**GIVEN INSTRUCTION**.
Look for the line containing "The resolver MUST return, for each instance of the blue" in the listing below. Retype that line and every subsequent line through the last one, and only those.

**EXTRACTED DATA**.
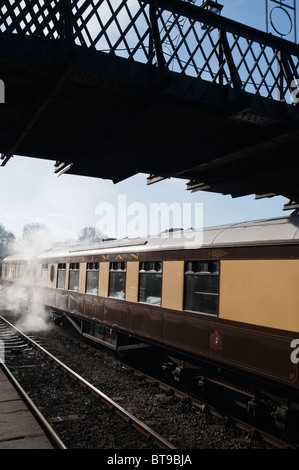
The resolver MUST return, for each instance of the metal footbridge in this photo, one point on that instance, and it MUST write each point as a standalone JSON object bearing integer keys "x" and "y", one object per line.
{"x": 112, "y": 88}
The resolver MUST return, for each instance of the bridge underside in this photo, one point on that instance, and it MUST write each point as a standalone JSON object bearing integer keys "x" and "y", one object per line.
{"x": 98, "y": 115}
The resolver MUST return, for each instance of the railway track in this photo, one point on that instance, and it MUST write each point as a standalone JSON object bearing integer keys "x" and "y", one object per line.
{"x": 210, "y": 425}
{"x": 15, "y": 341}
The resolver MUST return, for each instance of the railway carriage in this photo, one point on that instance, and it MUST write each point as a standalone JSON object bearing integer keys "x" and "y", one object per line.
{"x": 224, "y": 307}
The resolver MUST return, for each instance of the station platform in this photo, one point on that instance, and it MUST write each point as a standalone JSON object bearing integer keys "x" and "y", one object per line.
{"x": 19, "y": 427}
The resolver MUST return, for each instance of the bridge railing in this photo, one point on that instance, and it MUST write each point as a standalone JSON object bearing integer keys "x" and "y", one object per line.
{"x": 175, "y": 35}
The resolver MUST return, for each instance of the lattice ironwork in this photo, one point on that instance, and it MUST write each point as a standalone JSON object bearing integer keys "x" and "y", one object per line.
{"x": 174, "y": 35}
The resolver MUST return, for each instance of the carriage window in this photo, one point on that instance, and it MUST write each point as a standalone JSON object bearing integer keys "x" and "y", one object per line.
{"x": 201, "y": 292}
{"x": 44, "y": 273}
{"x": 74, "y": 277}
{"x": 61, "y": 276}
{"x": 150, "y": 282}
{"x": 92, "y": 278}
{"x": 117, "y": 280}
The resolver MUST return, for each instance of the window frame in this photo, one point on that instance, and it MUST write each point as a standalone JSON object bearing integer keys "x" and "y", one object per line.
{"x": 148, "y": 269}
{"x": 92, "y": 267}
{"x": 117, "y": 268}
{"x": 74, "y": 268}
{"x": 44, "y": 270}
{"x": 211, "y": 273}
{"x": 61, "y": 269}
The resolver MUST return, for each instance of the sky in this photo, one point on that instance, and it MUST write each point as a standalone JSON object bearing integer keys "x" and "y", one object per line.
{"x": 30, "y": 192}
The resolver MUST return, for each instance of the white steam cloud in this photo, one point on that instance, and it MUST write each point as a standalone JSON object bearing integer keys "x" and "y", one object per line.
{"x": 22, "y": 298}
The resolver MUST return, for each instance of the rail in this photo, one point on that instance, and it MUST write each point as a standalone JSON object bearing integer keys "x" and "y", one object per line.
{"x": 128, "y": 417}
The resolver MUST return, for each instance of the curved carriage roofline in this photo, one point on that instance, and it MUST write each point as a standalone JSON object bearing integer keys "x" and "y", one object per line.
{"x": 275, "y": 231}
{"x": 282, "y": 230}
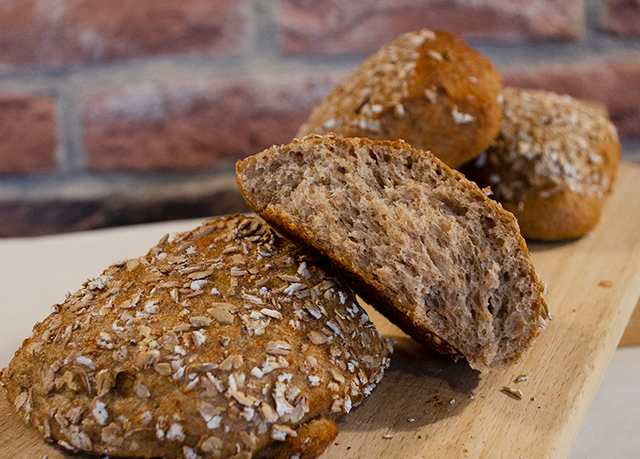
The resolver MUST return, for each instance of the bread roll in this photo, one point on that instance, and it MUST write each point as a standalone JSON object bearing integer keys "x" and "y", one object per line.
{"x": 552, "y": 164}
{"x": 218, "y": 342}
{"x": 427, "y": 88}
{"x": 422, "y": 244}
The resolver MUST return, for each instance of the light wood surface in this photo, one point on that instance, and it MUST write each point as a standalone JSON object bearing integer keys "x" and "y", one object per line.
{"x": 428, "y": 407}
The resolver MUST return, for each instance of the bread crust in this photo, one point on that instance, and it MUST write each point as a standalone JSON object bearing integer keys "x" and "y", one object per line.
{"x": 218, "y": 342}
{"x": 552, "y": 164}
{"x": 442, "y": 297}
{"x": 428, "y": 88}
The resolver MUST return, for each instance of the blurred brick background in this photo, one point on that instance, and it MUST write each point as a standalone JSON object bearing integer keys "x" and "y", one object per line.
{"x": 125, "y": 112}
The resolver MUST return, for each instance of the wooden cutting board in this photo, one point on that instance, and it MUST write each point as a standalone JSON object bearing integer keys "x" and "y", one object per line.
{"x": 429, "y": 407}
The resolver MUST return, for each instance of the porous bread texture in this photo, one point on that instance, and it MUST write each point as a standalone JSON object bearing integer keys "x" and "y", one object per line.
{"x": 552, "y": 164}
{"x": 428, "y": 88}
{"x": 422, "y": 244}
{"x": 219, "y": 341}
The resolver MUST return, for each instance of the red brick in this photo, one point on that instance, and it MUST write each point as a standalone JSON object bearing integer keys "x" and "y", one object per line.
{"x": 615, "y": 84}
{"x": 332, "y": 26}
{"x": 28, "y": 134}
{"x": 71, "y": 31}
{"x": 622, "y": 17}
{"x": 159, "y": 127}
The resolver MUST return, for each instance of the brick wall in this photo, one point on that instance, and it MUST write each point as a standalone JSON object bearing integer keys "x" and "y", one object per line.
{"x": 126, "y": 111}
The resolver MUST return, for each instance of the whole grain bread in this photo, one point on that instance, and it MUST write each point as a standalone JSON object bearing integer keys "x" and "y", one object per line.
{"x": 218, "y": 342}
{"x": 428, "y": 88}
{"x": 552, "y": 164}
{"x": 421, "y": 243}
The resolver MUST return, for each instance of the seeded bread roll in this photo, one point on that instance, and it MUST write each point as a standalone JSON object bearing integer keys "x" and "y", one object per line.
{"x": 427, "y": 88}
{"x": 219, "y": 341}
{"x": 552, "y": 164}
{"x": 422, "y": 244}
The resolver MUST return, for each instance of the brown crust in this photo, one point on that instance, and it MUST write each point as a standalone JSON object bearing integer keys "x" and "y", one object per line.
{"x": 227, "y": 326}
{"x": 428, "y": 88}
{"x": 552, "y": 164}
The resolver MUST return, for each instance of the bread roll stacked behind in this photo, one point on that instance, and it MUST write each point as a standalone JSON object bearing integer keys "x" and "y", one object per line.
{"x": 427, "y": 88}
{"x": 422, "y": 243}
{"x": 219, "y": 341}
{"x": 552, "y": 164}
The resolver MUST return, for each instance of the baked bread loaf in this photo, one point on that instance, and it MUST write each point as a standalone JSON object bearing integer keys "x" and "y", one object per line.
{"x": 422, "y": 244}
{"x": 428, "y": 88}
{"x": 552, "y": 164}
{"x": 219, "y": 341}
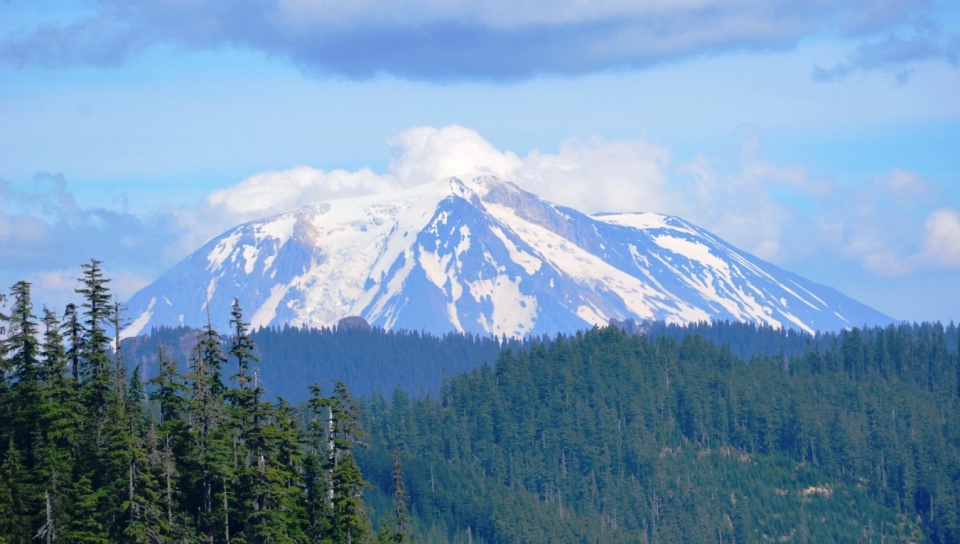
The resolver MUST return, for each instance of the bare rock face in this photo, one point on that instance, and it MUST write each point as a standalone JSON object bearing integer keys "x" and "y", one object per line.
{"x": 481, "y": 257}
{"x": 353, "y": 322}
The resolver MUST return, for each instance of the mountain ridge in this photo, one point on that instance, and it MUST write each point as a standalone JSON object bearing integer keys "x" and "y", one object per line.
{"x": 481, "y": 256}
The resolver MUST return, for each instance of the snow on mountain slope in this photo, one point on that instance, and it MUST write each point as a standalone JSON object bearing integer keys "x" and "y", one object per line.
{"x": 480, "y": 256}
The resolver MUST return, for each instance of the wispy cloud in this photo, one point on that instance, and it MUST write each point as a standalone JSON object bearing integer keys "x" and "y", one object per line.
{"x": 465, "y": 39}
{"x": 898, "y": 52}
{"x": 896, "y": 224}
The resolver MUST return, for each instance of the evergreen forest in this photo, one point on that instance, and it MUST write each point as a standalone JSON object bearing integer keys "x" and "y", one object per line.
{"x": 719, "y": 432}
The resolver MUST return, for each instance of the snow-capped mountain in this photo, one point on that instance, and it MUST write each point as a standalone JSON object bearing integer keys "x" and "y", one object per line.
{"x": 480, "y": 256}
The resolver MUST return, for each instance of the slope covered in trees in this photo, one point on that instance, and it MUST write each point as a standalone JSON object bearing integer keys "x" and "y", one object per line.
{"x": 606, "y": 437}
{"x": 92, "y": 454}
{"x": 598, "y": 437}
{"x": 369, "y": 360}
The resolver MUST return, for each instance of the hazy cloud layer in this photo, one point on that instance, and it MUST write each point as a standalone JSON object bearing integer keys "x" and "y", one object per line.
{"x": 482, "y": 40}
{"x": 896, "y": 225}
{"x": 898, "y": 51}
{"x": 45, "y": 235}
{"x": 893, "y": 226}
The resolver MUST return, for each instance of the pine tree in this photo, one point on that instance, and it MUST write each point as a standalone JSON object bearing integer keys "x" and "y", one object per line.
{"x": 168, "y": 394}
{"x": 398, "y": 529}
{"x": 61, "y": 420}
{"x": 143, "y": 515}
{"x": 16, "y": 494}
{"x": 210, "y": 450}
{"x": 317, "y": 487}
{"x": 350, "y": 519}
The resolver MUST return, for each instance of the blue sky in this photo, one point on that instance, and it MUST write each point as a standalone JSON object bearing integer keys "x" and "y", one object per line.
{"x": 823, "y": 136}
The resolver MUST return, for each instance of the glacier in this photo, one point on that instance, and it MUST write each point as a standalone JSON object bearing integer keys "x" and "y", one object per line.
{"x": 480, "y": 256}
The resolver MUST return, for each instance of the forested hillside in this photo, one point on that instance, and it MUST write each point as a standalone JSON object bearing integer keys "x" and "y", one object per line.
{"x": 369, "y": 360}
{"x": 601, "y": 437}
{"x": 91, "y": 454}
{"x": 607, "y": 437}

**ANSWER TO THIS PROBLEM**.
The resolver MUST return, for each instance of the blue sky in this photo, one point on that instance, and it MUST write each point as a standalone JSON object bearing integer keys "x" and "y", one object per line.
{"x": 823, "y": 136}
The resolver MUST return, for each instance of the glacier in this photo, one point on that instance, and it MUST write each point as a standalone JSON object bearing integer keys "x" and "y", one object per line.
{"x": 480, "y": 256}
The resolver MUST return, for each instance of the forested hillside in this photo, one point on that instance, and it MUST write each point as a standalone JSON object bearing integer keys "x" and "y", one object per line.
{"x": 369, "y": 360}
{"x": 601, "y": 437}
{"x": 91, "y": 454}
{"x": 607, "y": 437}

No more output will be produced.